─── Record extracts

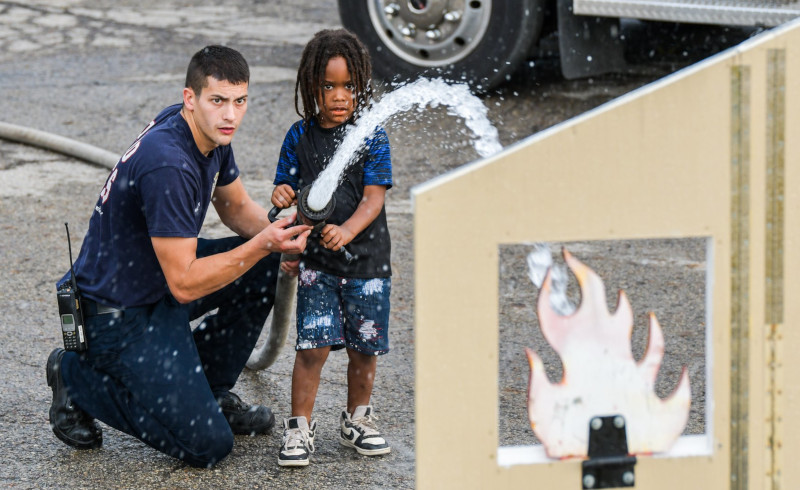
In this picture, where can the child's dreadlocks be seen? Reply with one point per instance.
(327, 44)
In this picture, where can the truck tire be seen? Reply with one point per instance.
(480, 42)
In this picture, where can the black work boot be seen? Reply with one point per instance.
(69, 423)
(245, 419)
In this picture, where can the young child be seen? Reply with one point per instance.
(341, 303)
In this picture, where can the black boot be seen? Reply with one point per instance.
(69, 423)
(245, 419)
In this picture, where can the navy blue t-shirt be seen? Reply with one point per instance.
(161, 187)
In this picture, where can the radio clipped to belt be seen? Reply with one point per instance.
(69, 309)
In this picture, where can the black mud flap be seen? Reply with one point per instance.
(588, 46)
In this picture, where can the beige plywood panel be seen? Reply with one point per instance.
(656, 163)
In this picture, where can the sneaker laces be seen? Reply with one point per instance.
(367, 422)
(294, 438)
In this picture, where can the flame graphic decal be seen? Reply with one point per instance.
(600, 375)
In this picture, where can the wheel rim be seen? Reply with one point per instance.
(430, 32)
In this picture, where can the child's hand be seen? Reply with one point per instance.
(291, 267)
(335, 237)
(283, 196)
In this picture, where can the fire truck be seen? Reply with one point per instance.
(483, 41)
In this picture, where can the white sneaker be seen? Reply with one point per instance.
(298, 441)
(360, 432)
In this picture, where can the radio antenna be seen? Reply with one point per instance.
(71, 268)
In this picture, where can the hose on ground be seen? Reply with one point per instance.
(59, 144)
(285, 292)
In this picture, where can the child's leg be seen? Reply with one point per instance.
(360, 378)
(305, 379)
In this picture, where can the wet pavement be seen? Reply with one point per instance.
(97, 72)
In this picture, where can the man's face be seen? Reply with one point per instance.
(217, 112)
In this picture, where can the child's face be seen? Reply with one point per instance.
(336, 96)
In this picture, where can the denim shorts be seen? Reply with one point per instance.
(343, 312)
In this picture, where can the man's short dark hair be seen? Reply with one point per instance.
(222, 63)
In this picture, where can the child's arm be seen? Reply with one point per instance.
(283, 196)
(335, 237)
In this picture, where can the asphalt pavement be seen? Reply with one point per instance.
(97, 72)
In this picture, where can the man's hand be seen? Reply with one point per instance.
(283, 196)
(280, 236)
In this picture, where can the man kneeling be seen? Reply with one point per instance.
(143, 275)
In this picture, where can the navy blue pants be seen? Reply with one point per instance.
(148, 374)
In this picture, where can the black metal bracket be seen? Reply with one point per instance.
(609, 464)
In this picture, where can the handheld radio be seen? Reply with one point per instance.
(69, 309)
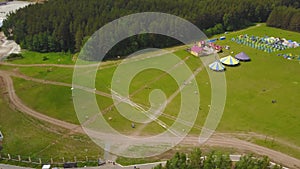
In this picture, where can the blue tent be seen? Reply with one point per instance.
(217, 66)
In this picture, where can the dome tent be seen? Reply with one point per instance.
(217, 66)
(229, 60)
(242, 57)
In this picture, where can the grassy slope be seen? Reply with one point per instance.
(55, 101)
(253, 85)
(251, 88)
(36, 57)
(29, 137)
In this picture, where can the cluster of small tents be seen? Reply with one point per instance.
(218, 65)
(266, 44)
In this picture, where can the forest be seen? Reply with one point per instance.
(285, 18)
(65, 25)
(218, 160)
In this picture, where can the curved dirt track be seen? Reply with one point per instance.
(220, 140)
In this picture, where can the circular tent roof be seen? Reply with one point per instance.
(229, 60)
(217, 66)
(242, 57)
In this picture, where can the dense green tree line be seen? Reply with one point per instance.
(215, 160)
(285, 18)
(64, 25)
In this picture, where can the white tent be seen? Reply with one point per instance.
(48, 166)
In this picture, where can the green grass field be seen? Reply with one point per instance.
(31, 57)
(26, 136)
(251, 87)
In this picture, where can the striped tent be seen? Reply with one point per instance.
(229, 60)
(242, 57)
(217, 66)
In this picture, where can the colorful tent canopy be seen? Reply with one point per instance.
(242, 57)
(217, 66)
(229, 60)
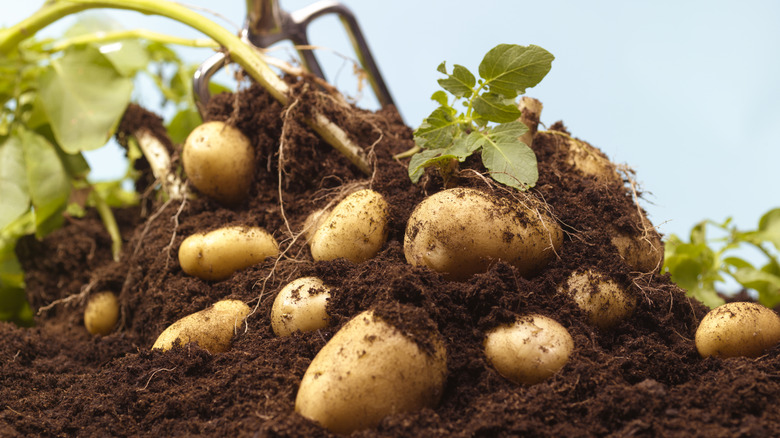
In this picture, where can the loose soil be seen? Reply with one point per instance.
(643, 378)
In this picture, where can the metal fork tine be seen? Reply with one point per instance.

──────

* **Requirement**: With the pictures dropped, give every entry above again exactly.

* **Response**:
In this picture, where can the child's dreadlocks be seen? Reply with one point per instance.
(327, 44)
In this picture, where can the truck tire be seen? Reply with one point per instance.
(480, 42)
In this picture, where can the black work boot be seen? Reply with one point per instance.
(69, 423)
(245, 419)
In this picture, where can the young child be seen? Reply with one point per instance.
(341, 303)
In this picture, where can the black boot be seen? Reply with one point per instance.
(69, 423)
(245, 419)
In this picture, where can the navy blue t-shirt be seen? Reply with one point per instance.
(161, 187)
In this picture, where can the radio clipped to belt be seen? Reply with one point per instance.
(69, 309)
In this picture, where can the black mud flap be seen? Reply with one point per instance.
(588, 46)
In this picture, where can the beige plywood panel be seen? Reply with one point per instance.
(656, 163)
In this picture, where can the sneaker laces be seen? Reply with one point per instance.
(367, 422)
(294, 438)
In this picture, where can the flame graphic decal be seen? Reply with one point per instance.
(600, 375)
In this picture, where can the wheel rim be seen? Reply with one point per instance.
(430, 32)
In this picture, where can the child's hand be seen? Reply with one point per instance.
(291, 267)
(335, 237)
(283, 196)
In this picture, where can the fire truck be seen? Reply with one point per instance.
(483, 41)
In this picture, where can the white sneaker be seen? Reply with one point per instance.
(298, 441)
(360, 432)
In this picture, where can the radio antenna be seen? Reply with one point per instance.
(71, 268)
In this picture, where can the hose on ground be seen? Reply with one point per instance.
(59, 144)
(285, 292)
In this picture, where can the child's leg be seen? Reply with one point per instance.
(360, 378)
(305, 379)
In this picture, where can the wet pavement be seen? Reply with one point per instance.
(97, 72)
In this picture, where can the man's face be seen? Reply with one point per instance.
(217, 112)
In this picture, where can the child's face be seen? Reply with one point per instance.
(336, 96)
In this picture, where can the denim shorts be seen? Reply with one point per instance.
(343, 312)
In this picture, where can the man's short dark hair be seen? Reply with one point per instance.
(222, 63)
In this picture, where can the child's arm be seen? Reply with one point per instance.
(283, 196)
(335, 237)
In this picture, where can the asphalt pavement be seen? Reply with one point per instance.
(97, 72)
In this picture, where can the man's hand be seen? Reply with one point per instance.
(283, 196)
(280, 236)
In this picture, where can the man kneeling be seen? Reply with one point per instance.
(143, 275)
In this picture, where can the navy blue pants be seen? Reply with one point per instance.
(148, 374)
In this picture, where can the black metal bracket be seen? Reply with one point per instance.
(609, 464)
In this picture, where can the handheld radio be seen? Reply with one point per instance.
(69, 309)
In this picture, where can the blue tent be seen? Reply with one point per instance.
(217, 66)
In this picture, where can the dome tent be seen? Reply with one point per instance.
(217, 66)
(229, 60)
(242, 57)
In this picture, where can the grassy slope be seen? Reply with one point per instance.
(55, 101)
(253, 85)
(251, 88)
(36, 57)
(29, 137)
In this picture, where can the cluster of small tents be seen? Reply with one point per instance.
(218, 65)
(266, 44)
In this picture, where can the forest be seen? Reply with one point per instance.
(285, 18)
(65, 25)
(218, 160)
In this picture, where can the curved dirt track be seen? Reply with one point per instance.
(220, 140)
In this picture, where can the circular tent roof be seen? Reply with one point per instance.
(229, 60)
(217, 66)
(242, 57)
In this picture, where can the dense green tree line be seen? Reply with one point per instance.
(215, 160)
(285, 18)
(64, 25)
In this picture, where can the white tent be seen? Reply with one point per instance.
(48, 166)
In this picture, where can the green grass field be seen? Reply with one point per instance.
(31, 57)
(26, 136)
(251, 87)
In this picture, where can the striped tent be seen? Reply with one point per instance.
(229, 60)
(242, 57)
(217, 66)
In this picture, where can the colorful tent canopy be seen? Reply with one point per instance.
(242, 57)
(217, 66)
(229, 60)
In this picture, where can the loose soil be seen? Reply with one point per instance.
(643, 378)
In this picture, where can the metal fork tine be seen? Reply with one point per instance.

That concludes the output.